Yapılacak görevler:
1. Sorumluluk konulu metne göre aşağıdaki soruları yanıtlayın.
(a) Erkek kardeşi dünyaya geldiğinde anlatıcı kaç yaşındaydı?
(b) Anlatıcı yaprak sarması için yaprakları kaç kere yıkardı?
(c) Anlatıcının yıkadığı bulaşıkları annesi neden iyileşince tekrar yıkadı?
2. Sorumluluk konulu metni kaldığı yerden sürdürün.

Okuma metni:
==============================
16 Mayıs 2016 Pazartesi

SORUMLULUK SAHİBİ OLABİLMEK

    Ailenin ilk çocuğu olmakla birlikte, bir de kız çocuğu olmam faktörü var haliyle. Çocukluk döneminden yavaş yavaş uzaklaşma birlikte, aslında halen bir çocuk olmanız gerçeği arasında, bir takım değişimlerde hayatınıza girmiş bulunuyor.


   Ben 4 yaşındayken erkek kardeşim dünyaya geldi ve ben annemi gözlemleyerek kardeşimin yanındaydım. İlk başlarda onu kabullenememiş olsam da, her gelene kardeşimi kakalamaya çalışsam da, tek çocuk olmadığım gerçeği ile yüzleşmek zorunda kaldım. Aslında o kadar da kötü bir şey değilmiş. Onunla beraber vakit geçirdikçe ''iyiki varsın'' diyebiliyordum.

   Annem ile pazara gitmek, aldığı poşetleri taşımak bile inanılmaz keyifliydi. Annem yemek yaparken ona yardımcı olmak, fasulye mi ayıklıyor hemen bende otururdum yanına ya da farklı bir şey mi var, dahil olmamam imkansızdı. Ben küçükken konserve yapardık, o malzemeleri dizerdim özenle kavanoza, nasıl yapıldığını bilmezdim ama gözlemleyerek yapardım her şeyi. 

   İlk okula başladığım zamanlarda, bizim evin asla olmazsa olmazı,yaprak sarması için yaprakları iki kere yıkardım. Düşünsenize bir kilodan fazla yaprak var ve ben yıkıyorum. İsyan ettiğim çok olmuştur ama yine de görevimin üstesinden gelmişimdir. Sonraki aşamada kız kardeşim de oldu. Haliyle bende biraz daha büyüdüm. Bu sefer de yaprak sarmaya başladım. O benim için aslında bir terapi gibiydi. Yaprakları diz, içlerini koy ve sar. Tencereye dizmeyi beceremezdim onu da annem yapardı. Annemin hasta olduğu bir gün onun için bulaşıkları yıkamıştım. Ama aslında bulaşığın sıcak su ile yıkanması gerektiğini bilemediğim için annem iyileşince bütün her şeyi tekrar yıkamıştı. O zaman evlerde sıcak su ya da bulaşık makinası yoktu. Çaydanlıkta su kaynatılır, leğene dökülür öyle yıkanırdı. Tabi benim için ocağı yakmak zor bir işti.
==============================
Alıntılanan veriler:
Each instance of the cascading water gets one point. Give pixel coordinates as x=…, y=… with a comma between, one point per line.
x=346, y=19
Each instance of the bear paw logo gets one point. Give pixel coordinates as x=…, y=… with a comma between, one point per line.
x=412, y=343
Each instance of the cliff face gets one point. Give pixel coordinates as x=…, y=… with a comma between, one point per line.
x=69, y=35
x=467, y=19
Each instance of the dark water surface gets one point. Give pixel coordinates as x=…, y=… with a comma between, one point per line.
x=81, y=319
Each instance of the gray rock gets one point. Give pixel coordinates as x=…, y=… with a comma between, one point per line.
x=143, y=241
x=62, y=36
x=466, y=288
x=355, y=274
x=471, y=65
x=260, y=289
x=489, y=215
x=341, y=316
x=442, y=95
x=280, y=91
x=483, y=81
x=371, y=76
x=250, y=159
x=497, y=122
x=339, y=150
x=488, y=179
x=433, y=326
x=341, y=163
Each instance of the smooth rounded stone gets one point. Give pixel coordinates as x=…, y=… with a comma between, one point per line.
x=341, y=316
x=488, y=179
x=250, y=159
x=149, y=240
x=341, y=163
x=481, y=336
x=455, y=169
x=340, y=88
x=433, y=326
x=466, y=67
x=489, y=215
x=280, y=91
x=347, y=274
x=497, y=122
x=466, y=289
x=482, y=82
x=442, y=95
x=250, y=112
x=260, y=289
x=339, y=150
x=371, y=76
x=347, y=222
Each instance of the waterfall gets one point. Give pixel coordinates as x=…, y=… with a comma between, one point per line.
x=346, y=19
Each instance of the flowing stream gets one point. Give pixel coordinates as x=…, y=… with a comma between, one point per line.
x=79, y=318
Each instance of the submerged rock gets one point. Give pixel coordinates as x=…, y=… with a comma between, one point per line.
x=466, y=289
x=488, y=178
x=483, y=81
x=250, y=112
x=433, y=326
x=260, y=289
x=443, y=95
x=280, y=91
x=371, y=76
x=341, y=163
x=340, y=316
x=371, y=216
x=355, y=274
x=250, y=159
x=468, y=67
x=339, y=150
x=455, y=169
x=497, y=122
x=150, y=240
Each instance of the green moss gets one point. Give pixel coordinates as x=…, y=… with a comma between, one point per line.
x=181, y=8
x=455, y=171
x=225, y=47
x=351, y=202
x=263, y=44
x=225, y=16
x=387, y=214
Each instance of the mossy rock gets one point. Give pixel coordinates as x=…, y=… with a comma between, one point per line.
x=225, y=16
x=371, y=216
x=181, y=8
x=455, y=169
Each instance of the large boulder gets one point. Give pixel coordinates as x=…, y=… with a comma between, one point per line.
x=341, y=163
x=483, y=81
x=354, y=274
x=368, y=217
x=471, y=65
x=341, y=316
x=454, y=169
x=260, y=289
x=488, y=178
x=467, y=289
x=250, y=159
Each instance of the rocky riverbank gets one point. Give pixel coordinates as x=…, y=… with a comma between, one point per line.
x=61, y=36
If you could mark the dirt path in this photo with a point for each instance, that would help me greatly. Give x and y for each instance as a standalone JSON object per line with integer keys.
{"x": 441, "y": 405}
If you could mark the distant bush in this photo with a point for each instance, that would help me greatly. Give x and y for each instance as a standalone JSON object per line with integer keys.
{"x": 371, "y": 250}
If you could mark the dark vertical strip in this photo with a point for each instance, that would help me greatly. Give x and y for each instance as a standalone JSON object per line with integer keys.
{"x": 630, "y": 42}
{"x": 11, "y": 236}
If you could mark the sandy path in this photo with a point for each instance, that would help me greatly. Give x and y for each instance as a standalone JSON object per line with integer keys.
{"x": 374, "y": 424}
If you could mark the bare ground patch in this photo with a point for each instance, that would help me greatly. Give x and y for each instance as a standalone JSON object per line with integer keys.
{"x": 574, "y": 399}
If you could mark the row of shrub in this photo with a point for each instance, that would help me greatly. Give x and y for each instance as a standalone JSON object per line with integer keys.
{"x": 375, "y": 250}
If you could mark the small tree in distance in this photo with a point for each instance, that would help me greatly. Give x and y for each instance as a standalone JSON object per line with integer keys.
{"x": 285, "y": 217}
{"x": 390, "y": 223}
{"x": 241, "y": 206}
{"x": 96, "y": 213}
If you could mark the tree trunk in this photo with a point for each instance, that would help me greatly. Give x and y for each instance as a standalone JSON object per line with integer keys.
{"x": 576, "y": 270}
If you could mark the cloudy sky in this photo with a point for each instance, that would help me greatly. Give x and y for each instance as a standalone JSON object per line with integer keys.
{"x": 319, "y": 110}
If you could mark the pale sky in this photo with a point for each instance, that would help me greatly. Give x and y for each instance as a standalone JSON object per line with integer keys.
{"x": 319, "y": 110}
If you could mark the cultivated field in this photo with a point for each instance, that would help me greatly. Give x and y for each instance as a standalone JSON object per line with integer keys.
==============================
Görev yanıtları:
1.
(a) 4 yaşındaydı.
(b) İki kere yıkardı.
(c) Anlatıcı bulaşığın sıcak su ile yıkanması gerektiğini bilmiyordu.

2.
   Hatta bir gün anneme sürpriz olsun diye, hamur mayaladım. Sonra ağzını kapattım ve de üzerini örttüm. Amacım, hamurun kabarmasını sağlamak ve poğaçalar yapmaktı. Çünkü annem hep böyle yapardı. Bir saat sonra açtım ama hala kabarmamıştı. Babam gelirse kızar düşüncesine kapılarak üzerine bir sürü şey kapatmıştım ki, anlamasın diye. Annem geldiğinde anlattım ve hamura bakınca kahkahayı bastı. Daha fazla un gerekirmiş. Ama ben nereden bileceğim, daha çok küçüğüm ki!

   Evde bir bebek olduğu için, kardeşimi okuldan almaya ben giderdim. Kardeşimle beraber yemek yerdik. Ders çalışır sonra takılırdık.

   Şimdi bütün bunlar nereden aklıma geldi. Çocuklarla ilgili bir yazı okudum. Ve ailelerin küçük yaşta çocuklarına sorumluluk vermesi gerektiğini yazıyordu. Eğer küçükken sorumluluk sahibi olurlarsa, büyüdüklerinde de sorumluluk sahibi olurlardı. Evet, bu bende vardı. Ne kadar sorumsuz olarak görülsemde, kimin ne düşündüğü umrumda değil, sorumluluk sahibiyim. Yapılması gerekenleri yapabilirim, düşünmeye kabiliyetim bir birey olduğumu gösteriyor. Yapılması gerekenleri de, yapılmaması gerekenleri de bilebiliyorum.

   Sorumluluk duygusu küçük yaşta kazandırılıyor gerçekten de. Belki içimden geliyordu ama annem her zaman bana bir görev yüklemişti. O zamanlar ona kızsam şuan için teşekkürlerimi sunuyorum. Armut piş ağzıma düş yapmadı. ''Yaptığın banaysa öğrendiğin kendine'' dedi yıllarca. Ve şuanda her şey için ''İYİKİ'' diyebiliyorum. Özellikle çevremde sorumluluk sahibi olmayan, sorunlu insanları gördükçe, bir kez daha sevinebiliyorum.